- **Challenge A**: In the remarks on revising Codes C and H, over how many months have those codes been revised twice?
- **Challenge B**: Extend the remarks on revising the police codes of practice, picking up after their final question about police time.

Has it really been necessary to revise Codes C and H twice
in 16 months, when the revisions we are discussing relate
in part to a 2017 Act? Surely, frequent revisions are
time-consuming and hardly encourage an understanding of
what the codes say at any one point in time by those who
are expected to pay regard to them.
I want to raise the question of resources. No impact
assessment has been prepared. Can the Minister confirm that
none of the revised codes of practice will require any
additional police resources to implement them, whether
human or financial, in any police force or organisation,
and that they will take up no more police time to implement
than that already required for the existing applicable
codes of practice?

- **Dataset**:

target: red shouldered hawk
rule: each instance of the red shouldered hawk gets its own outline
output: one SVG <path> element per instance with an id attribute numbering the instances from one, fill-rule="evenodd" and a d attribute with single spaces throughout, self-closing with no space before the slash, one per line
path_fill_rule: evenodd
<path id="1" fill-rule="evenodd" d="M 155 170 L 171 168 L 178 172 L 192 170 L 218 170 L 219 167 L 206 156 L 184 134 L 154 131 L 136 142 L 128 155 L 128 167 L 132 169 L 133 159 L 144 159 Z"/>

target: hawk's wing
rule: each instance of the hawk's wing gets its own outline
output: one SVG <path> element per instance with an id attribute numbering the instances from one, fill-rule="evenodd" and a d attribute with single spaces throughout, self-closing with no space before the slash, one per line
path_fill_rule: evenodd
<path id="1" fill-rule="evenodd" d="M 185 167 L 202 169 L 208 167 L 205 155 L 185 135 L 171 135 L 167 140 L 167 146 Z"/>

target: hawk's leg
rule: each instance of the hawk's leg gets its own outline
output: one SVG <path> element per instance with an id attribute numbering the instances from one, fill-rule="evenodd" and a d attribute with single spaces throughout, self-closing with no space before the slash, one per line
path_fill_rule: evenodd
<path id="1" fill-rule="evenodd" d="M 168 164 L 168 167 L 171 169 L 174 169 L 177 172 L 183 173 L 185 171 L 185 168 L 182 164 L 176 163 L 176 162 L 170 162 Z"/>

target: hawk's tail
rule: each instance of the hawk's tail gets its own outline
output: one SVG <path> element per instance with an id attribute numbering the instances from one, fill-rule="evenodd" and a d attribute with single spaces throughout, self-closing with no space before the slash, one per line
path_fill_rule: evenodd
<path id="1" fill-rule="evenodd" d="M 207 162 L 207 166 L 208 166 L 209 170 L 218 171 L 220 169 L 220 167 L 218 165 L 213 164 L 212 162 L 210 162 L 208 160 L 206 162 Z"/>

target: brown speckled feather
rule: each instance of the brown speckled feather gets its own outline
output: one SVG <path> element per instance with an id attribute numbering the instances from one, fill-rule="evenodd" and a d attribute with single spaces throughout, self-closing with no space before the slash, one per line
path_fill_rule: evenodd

- **Output A**: Sixteen months.

- **Output B**:
The revision to Code C also reflects the provision in last
year’s Policing and Crime Act to ensure that 17 year-olds
are treated as children for all purposes under the Police
and Criminal Evidence Act 1984. When this order was
considered by the Commons, one of the issues raised was
whether this change meant that children aged 17 could no
longer be named in media reports when they are a victim, as
applies to children up to the age of 16. I believe the
Government said in the Commons that they would take this
matter away to see what more could be done. What has so far
happened in respect of this undertaking, albeit I accept
that it was given only pretty recently?
Codes E and F introduce what the Explanatory Memorandum
describes as,
“substantial changes to the approach to audio and visual
recording of suspect interviews”.
The Explanatory Memorandum goes on to say:
“The new and revised provisions cover all interviews for
all types of offence, for all suspects—whether or not
arrested and irrespective of the case disposal outcome”.
How many extra audio and visual recordings per year is it
estimated that this provision will lead to compared to the
current figure? Does this have any additional resource
implications, after taking into account any expected
decrease in written interview records?
Finally, paragraph 8.4 of the Explanatory Memorandum refers
to the outcome of the consultation, which,
“prompted a number of significant changes to the original
proposals”.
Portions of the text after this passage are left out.